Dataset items
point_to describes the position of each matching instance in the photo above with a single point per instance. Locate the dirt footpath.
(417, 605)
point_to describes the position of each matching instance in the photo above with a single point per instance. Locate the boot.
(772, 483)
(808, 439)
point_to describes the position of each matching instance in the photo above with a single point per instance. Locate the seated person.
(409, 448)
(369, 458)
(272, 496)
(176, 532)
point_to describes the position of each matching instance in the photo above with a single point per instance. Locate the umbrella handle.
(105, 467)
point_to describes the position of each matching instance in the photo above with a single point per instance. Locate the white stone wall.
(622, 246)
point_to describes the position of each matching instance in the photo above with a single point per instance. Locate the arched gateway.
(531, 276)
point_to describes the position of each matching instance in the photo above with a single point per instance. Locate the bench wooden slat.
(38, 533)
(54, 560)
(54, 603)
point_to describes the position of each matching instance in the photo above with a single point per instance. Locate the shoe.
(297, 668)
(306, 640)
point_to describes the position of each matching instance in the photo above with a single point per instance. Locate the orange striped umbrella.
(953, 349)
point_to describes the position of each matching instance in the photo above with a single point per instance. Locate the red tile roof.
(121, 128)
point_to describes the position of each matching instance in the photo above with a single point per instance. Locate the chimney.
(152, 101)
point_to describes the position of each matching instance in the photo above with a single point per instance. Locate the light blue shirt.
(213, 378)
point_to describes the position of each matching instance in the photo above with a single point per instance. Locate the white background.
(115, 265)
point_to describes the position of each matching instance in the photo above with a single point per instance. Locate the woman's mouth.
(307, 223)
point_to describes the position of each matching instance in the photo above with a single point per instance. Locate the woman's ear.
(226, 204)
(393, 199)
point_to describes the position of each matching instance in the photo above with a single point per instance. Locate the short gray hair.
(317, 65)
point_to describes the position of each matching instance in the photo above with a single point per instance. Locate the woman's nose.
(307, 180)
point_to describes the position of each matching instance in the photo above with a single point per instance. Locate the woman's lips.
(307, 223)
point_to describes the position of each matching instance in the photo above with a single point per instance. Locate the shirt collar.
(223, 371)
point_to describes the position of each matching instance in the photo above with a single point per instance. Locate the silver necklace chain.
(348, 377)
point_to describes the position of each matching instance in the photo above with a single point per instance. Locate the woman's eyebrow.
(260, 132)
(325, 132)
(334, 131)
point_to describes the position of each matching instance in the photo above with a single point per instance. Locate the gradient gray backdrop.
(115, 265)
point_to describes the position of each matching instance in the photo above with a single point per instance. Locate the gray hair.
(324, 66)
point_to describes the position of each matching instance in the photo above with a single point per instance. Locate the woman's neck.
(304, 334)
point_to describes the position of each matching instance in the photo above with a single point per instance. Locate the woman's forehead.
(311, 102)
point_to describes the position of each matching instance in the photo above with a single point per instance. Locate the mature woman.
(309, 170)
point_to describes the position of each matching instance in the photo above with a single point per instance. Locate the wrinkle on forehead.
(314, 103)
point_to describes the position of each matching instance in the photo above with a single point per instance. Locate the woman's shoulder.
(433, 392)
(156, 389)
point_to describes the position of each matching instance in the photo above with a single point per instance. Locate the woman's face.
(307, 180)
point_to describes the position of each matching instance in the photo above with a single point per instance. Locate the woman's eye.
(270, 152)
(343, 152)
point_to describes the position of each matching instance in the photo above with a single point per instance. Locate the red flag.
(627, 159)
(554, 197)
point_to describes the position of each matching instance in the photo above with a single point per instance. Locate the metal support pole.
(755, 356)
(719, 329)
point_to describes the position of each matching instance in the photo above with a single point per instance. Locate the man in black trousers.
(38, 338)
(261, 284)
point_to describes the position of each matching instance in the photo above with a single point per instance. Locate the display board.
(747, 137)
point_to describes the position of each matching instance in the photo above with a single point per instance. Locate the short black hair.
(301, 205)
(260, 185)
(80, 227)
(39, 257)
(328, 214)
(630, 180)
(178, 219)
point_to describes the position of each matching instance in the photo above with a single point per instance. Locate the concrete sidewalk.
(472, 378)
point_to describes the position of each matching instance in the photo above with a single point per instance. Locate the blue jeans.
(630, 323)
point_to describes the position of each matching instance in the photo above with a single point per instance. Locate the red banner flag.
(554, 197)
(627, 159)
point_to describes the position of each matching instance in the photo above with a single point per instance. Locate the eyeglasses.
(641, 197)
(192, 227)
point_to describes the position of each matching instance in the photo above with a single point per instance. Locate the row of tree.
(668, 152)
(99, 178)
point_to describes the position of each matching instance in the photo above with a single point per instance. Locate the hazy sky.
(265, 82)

### AIM
Copy every line of the material from the line with "the concrete sidewalk." through the end, leaving all text outside the answers unchanged. Scale each coordinate in the answers by 2.15 and round it to a whole number, with halves rounded up.

### TASK OUTPUT
point_to describes the position of each matching instance in the photo above with a single point per instance. Locate the concrete sidewalk.
(1015, 813)
point_to describes the position of each matching instance in the photo above with a single point per instance. Locate the blue jeans.
(1355, 694)
point_to describes the position of each matching instance in the photo above with a single point per instance. Locate the red banner flag.
(1191, 424)
(1348, 342)
point_to describes the position of each matching instance in the photo above with a single point per instance. Locate the eyeglasses.
(1378, 424)
(413, 488)
point_to describes the position of each matching instance in the photo above with a single point per instance. Locate the row of tree.
(1436, 327)
(213, 383)
point_to describes the position of each matching instance in the photo above with a single point per instance. Locate the hazy sky.
(570, 176)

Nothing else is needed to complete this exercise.